*** Opening PROVIDED PASSAGE ***

= Courageous Comet =

American Thoroughbred event horse

Courageous Comet (1996) is a champion event horse. Courageous Comet, called Comet, is an off the track Thoroughbred gelding sired by Comet Shine and out of Rosanelli. Owned by Tom Holder, Comet has been ridden by and competed with Becky Holder since 2005. Since then they have built up an impressive resume: members of the United States 2008 Olympic team, 2010 World Equestrian Games Competitors, have won the Adequan USEA Gold CUP Series in 2007 and 2012, was named 2009 Rood & Riddle Thoroughbred Sport Horse of the Year, and won the American Eventing Championships in 2012.

==Racing career==
As a young racehorse Courageous Comet earned $71,780 and spent most of his career racing in the Allowance ranks. He won only four of his 36 racing starts, but finished with a win at Finger Lakes in a $4000 Claiming race.

*** Closing PROVIDED PASSAGE ***

According to the article on Courageous Comet, how many of his racing starts did he win?

*** Opening INFORMATION ***

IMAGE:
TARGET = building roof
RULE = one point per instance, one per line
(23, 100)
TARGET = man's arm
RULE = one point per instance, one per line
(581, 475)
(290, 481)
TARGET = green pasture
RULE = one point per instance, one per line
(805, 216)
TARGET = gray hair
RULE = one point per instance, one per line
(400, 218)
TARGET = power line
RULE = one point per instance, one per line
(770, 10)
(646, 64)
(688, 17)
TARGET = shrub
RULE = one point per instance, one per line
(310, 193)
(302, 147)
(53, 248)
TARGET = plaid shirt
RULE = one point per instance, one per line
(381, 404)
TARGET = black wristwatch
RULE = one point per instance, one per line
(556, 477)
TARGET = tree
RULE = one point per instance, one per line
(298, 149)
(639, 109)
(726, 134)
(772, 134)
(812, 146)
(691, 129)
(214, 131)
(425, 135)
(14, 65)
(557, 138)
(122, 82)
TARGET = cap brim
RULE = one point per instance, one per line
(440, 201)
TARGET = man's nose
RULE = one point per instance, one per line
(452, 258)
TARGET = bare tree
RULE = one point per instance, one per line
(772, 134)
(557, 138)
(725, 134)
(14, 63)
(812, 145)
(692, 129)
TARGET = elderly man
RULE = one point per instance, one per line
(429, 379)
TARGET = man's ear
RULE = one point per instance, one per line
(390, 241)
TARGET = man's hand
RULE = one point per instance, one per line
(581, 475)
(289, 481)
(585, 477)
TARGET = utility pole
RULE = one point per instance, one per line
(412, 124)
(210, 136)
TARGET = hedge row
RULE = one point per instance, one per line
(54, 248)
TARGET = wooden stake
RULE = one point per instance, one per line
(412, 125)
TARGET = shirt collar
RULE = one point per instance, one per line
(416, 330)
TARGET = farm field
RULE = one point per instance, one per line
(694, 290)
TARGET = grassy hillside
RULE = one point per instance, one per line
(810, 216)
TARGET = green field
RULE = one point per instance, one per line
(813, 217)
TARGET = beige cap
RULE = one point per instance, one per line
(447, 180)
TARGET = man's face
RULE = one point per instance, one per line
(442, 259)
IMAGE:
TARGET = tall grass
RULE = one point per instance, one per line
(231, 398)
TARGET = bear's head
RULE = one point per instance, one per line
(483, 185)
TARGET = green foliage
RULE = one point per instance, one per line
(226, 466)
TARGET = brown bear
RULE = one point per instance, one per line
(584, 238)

*** Closing INFORMATION ***

WRITTEN ANSWER:
Four of his 36 starts.